### Written problem 1:
Reproduce verbatim the rows from the line containing "the white patch" through the line containing "x=298, y=246", including both of those lines.

### Excerpted text:

◆ ◆ ◆ ◆ ◆ ◆ ◆

Klarinet Archive - Posting 000406.txt from 1997/06

From: rteitelbaum@-----.com (Rob Teitelbaum)
Subj: More on Mozartian improvisation
Date: Sun, 22 Jun 1997 02:02:02 -0400

Thanks to Gary Young's excellent suggestions as to places to improv in
the K. 622, I now have a much better idea of what to look for. (Thanks,
Gary!) I've even formed a few rough ideas of places to improv in the K.
581. (Whether or not I do this is another question, since at the moment I
am improvisationally-challenged, but I'm interested nonetheless.)
However, there is one great clarinet work in which I am unable to find
suitable places for improvisation, despite the fact that Mozartian-era
performers probably added many embellishments. I'm speaking of the
Kegelstatt Trio, K. 498. I've looked over the score several times, and I
frankly can't see this working anywhere. Am I just blind, or am I correct
in my gut feeling that the difficulty of integrating the clarinet with
the viola militates against spontaneity?

◆ ◆ ◆ ◆ ◆ ◆ ◆

### Entries supplied:

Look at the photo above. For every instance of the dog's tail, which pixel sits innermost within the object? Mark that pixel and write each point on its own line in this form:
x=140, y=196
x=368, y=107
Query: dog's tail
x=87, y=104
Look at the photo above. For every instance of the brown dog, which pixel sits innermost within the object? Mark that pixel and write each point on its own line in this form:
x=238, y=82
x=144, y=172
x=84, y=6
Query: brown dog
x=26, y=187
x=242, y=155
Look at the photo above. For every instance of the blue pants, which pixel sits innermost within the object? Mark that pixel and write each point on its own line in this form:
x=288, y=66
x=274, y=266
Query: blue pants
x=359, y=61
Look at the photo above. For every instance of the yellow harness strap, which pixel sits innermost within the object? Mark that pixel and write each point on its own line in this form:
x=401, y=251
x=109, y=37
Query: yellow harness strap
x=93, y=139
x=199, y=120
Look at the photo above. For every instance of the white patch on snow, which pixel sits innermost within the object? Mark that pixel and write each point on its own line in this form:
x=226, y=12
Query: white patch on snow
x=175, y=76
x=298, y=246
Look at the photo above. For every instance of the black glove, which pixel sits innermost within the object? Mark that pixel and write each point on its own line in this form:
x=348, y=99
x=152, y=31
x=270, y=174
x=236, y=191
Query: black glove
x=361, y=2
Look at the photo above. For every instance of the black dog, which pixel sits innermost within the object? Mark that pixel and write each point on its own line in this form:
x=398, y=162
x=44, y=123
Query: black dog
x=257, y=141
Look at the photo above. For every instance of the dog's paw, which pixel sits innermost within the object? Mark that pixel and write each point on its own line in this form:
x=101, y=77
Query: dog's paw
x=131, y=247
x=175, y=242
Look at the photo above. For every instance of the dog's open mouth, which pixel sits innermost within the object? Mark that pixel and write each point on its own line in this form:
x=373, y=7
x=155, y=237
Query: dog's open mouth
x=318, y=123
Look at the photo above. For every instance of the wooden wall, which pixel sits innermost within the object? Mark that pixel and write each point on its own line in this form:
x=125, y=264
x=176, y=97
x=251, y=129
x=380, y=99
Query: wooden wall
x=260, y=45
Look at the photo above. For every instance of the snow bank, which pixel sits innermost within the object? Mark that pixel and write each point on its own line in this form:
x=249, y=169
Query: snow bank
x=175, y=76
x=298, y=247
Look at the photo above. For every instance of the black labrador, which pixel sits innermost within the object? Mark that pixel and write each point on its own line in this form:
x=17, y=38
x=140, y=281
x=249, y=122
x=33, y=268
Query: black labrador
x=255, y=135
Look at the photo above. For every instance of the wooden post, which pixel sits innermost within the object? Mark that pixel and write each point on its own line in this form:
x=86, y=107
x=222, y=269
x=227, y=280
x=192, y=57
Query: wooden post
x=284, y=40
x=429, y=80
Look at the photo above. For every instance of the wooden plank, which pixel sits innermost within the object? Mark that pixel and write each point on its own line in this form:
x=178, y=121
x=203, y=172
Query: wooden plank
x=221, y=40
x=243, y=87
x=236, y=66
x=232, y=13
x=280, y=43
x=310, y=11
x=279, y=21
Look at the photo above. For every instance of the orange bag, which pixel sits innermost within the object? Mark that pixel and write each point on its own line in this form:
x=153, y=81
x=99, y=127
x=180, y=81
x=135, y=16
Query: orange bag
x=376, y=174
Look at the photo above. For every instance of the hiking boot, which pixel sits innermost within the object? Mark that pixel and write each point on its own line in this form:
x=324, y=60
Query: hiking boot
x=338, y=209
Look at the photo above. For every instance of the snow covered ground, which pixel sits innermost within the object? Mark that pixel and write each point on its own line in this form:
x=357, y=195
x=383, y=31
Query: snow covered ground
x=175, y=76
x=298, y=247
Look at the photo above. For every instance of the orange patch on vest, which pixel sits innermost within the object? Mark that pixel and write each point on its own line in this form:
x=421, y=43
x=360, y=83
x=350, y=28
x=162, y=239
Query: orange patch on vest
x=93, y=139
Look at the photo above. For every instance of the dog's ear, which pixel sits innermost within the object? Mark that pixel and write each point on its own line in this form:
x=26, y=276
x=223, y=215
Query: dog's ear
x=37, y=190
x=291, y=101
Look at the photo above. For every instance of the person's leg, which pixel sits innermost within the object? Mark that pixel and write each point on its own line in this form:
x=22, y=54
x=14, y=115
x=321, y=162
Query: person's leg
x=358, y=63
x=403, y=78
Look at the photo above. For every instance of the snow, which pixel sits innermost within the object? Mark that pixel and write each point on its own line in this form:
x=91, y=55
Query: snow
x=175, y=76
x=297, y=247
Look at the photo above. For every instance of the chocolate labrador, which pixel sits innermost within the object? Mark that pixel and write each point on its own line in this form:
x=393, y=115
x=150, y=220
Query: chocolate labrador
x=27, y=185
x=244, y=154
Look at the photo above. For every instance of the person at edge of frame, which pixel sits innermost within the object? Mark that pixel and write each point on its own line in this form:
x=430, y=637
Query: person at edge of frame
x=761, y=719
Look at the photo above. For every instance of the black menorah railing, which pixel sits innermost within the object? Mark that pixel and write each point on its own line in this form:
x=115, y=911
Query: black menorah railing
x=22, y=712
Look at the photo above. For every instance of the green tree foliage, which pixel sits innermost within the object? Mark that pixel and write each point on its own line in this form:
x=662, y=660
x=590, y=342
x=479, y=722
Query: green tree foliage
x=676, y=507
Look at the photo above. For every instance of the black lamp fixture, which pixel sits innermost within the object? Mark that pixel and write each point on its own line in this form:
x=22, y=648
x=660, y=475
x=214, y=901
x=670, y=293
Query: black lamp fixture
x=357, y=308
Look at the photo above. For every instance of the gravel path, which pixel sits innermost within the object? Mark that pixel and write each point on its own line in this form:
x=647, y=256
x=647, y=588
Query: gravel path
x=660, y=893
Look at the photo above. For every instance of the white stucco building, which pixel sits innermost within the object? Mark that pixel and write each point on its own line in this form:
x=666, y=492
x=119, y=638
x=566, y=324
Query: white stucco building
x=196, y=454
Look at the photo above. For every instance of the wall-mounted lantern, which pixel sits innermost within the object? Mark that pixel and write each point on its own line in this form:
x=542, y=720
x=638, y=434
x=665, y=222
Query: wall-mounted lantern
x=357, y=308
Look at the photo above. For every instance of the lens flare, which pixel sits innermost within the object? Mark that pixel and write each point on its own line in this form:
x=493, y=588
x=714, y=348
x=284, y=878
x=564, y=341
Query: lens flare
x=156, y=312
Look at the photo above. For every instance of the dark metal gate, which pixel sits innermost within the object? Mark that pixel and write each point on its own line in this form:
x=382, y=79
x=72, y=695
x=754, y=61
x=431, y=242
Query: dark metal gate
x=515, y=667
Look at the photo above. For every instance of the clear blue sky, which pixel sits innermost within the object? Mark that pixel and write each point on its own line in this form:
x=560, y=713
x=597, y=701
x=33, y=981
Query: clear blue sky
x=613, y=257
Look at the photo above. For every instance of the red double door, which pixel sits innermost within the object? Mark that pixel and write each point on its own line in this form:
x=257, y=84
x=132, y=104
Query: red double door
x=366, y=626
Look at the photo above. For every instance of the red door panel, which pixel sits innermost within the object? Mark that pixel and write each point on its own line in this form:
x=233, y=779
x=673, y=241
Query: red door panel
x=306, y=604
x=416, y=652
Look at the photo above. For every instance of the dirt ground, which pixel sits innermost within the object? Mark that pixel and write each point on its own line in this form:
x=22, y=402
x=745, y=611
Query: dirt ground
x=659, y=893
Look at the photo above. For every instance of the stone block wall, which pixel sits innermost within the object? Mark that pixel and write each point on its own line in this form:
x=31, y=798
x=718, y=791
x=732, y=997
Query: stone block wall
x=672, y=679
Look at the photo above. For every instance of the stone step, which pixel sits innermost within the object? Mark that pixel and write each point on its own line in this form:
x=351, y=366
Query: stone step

◆ ◆ ◆ ◆ ◆ ◆ ◆

### Written problem 2:
Answer the following about the posting on Mozartian improvisation:
(a) Whose suggestions gave the writer a better idea of where to improvise in K. 622?
(b) In which clarinet work is the writer unable to find suitable places for improvisation?
(c) With which instrument does the writer find the clarinet difficult to integrate?

### Full output 1:
Look at the photo above. For every instance of the white patch on snow, which pixel sits innermost within the object? Mark that pixel and write each point on its own line in this form:
x=226, y=12
Query: white patch on snow
x=175, y=76
x=298, y=246

### Full output 2:
(a) Gary Young's
(b) The Kegelstatt Trio, K. 498
(c) The viola